___ Supplied text

Rubicon Global Teams with Georgia Tech to Create Waste Slinger Exoskeleton
According to the National Center for Biotechnology Information, a research sector of the National Institutes of Health, waste collection is one of the most hazardous jobs. Waste “slingers” are subjected to increased muscle and joint injuries because of the laborious nature of the job—jumping from the truck, grabbing and dumping cans and disposing of waste over and over again on a daily basis.
Because pushing, dragging and lifting thousands of bins and bags in a given day is extremely taxing, Atlanta-based Rubicon Global has partnered with Georgia Tech to utilize technology to give waste slingers some relief.
“We are looking to design wearable, assistive technology in the form of an exoskeleton that will aid slingers in their physically demanding job,” says Dr. Aaron Young, assistant professor of Automation / Mechatronics at Georgia Tech. “The idea of the exoskeleton is to improve safety, efficiency and workers’ capabilities to make their job easier and less strenuous.”
Rubicon and Georgia Tech have had a long affiliation, so the partnership is a natural fit.

______
___ Source data

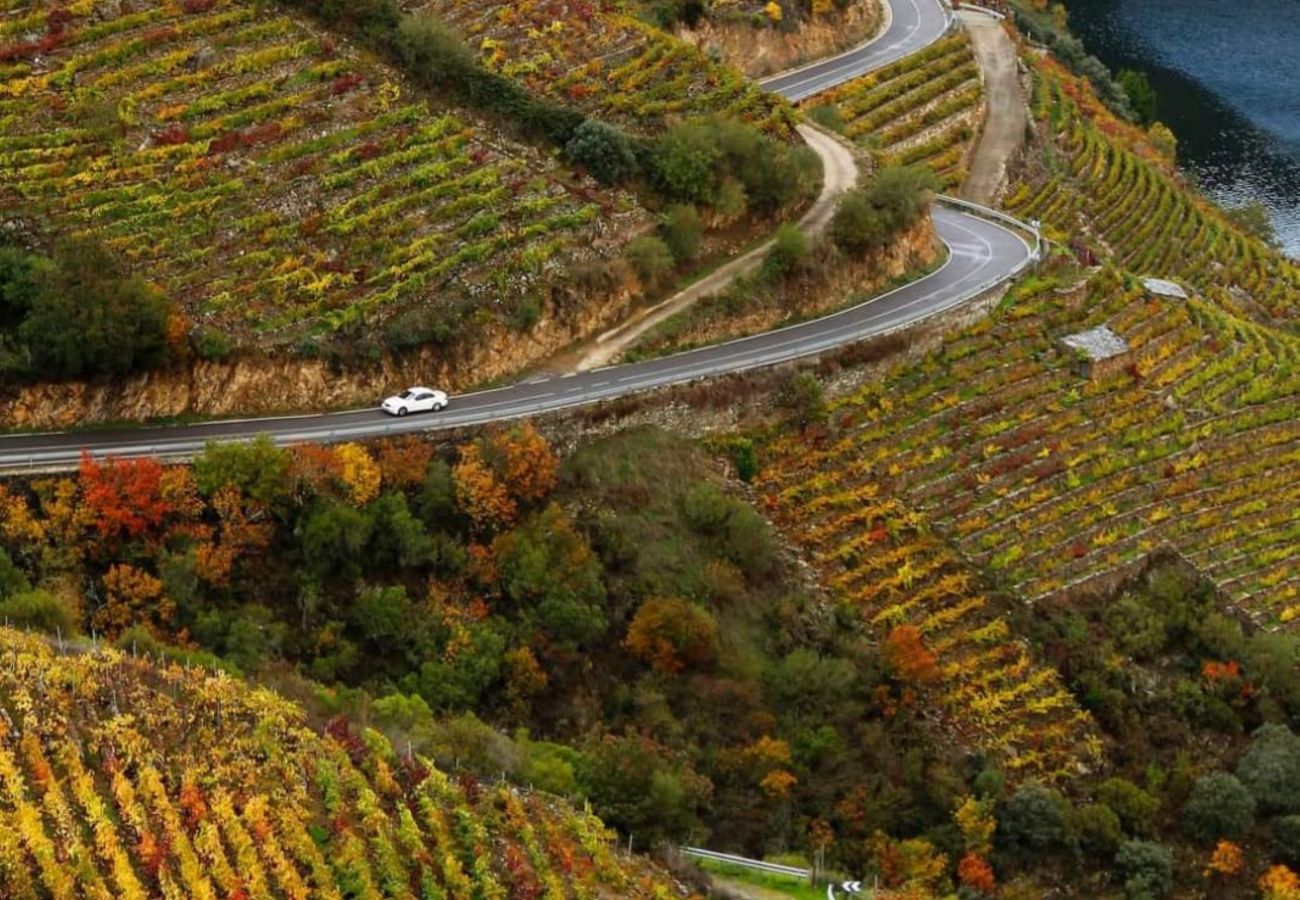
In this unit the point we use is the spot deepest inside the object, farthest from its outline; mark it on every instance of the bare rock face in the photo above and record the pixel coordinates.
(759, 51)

______

Aim of the task >>
Copy the stretch from "Rubicon Global Teams" through "a daily basis." in the exoskeleton article above, swapping "hazardous" for "dangerous".

Written solution >>
Rubicon Global Teams with Georgia Tech to Create Waste Slinger Exoskeleton
According to the National Center for Biotechnology Information, a research sector of the National Institutes of Health, waste collection is one of the most dangerous jobs. Waste “slingers” are subjected to increased muscle and joint injuries because of the laborious nature of the job—jumping from the truck, grabbing and dumping cans and disposing of waste over and over again on a daily basis.